- Problem requirements -
Please reproduce the listing below with every "top-left corner" changed to "upper-left corner" and nothing else altered, and leave the pictures out of your answer.
============================================================
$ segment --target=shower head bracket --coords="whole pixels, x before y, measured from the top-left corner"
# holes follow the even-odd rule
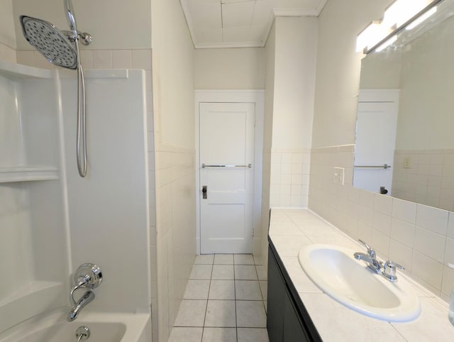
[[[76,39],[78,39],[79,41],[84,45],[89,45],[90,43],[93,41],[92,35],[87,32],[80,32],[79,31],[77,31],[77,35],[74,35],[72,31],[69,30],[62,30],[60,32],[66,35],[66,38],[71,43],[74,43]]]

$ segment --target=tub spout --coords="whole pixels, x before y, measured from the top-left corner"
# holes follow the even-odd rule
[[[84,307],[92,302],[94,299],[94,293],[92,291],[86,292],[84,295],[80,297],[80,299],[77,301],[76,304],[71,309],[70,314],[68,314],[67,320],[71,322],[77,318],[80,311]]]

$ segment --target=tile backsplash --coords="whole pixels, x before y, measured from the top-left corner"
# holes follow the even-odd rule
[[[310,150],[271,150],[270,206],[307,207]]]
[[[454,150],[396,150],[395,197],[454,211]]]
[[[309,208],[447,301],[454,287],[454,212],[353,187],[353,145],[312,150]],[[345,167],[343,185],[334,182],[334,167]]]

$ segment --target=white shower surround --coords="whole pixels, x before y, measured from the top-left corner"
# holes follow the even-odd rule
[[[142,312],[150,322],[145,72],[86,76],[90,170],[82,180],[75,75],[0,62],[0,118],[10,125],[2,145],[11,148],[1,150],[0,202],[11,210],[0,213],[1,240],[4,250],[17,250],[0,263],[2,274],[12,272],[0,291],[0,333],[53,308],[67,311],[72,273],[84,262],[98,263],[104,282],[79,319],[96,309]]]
============================================================
- Solved exercise -
$ segment --target=shower head bracket --coords="whole pixels, x before y, measured from the upper-left corner"
# holes follow the even-odd rule
[[[76,39],[78,39],[79,41],[84,45],[89,45],[90,43],[93,41],[92,35],[87,32],[80,32],[79,31],[77,31],[77,35],[74,35],[72,31],[69,30],[62,30],[60,32],[66,35],[66,38],[71,43],[74,43]]]

$ segment --target=tub spout --coords="whole pixels, x before y, measured from the upper-left corner"
# holes follow the even-odd rule
[[[84,307],[92,302],[94,299],[94,293],[92,291],[86,292],[84,295],[80,297],[80,299],[77,301],[76,304],[71,309],[70,314],[68,314],[67,320],[71,322],[77,318],[80,311]]]

$ segment --target=tile backsplash --coords="whole pixels, x before y, measured from the upper-left corner"
# holes follow the even-odd rule
[[[310,150],[271,150],[270,206],[307,207]]]
[[[454,150],[396,150],[395,197],[454,211]]]
[[[309,208],[447,301],[454,287],[454,212],[353,187],[353,145],[312,150]],[[345,167],[343,185],[334,182],[334,167]]]

$ segment --target=white shower surround --coords="whole pixels, x before y, measured from the upper-left corner"
# holes follow the even-odd rule
[[[142,312],[150,322],[145,72],[86,76],[90,170],[82,180],[75,75],[0,62],[0,118],[10,125],[2,145],[11,148],[1,150],[0,202],[11,210],[0,213],[1,240],[4,250],[17,250],[0,263],[2,274],[12,272],[0,291],[0,333],[53,308],[67,311],[72,273],[84,262],[98,263],[104,282],[79,319],[96,309]]]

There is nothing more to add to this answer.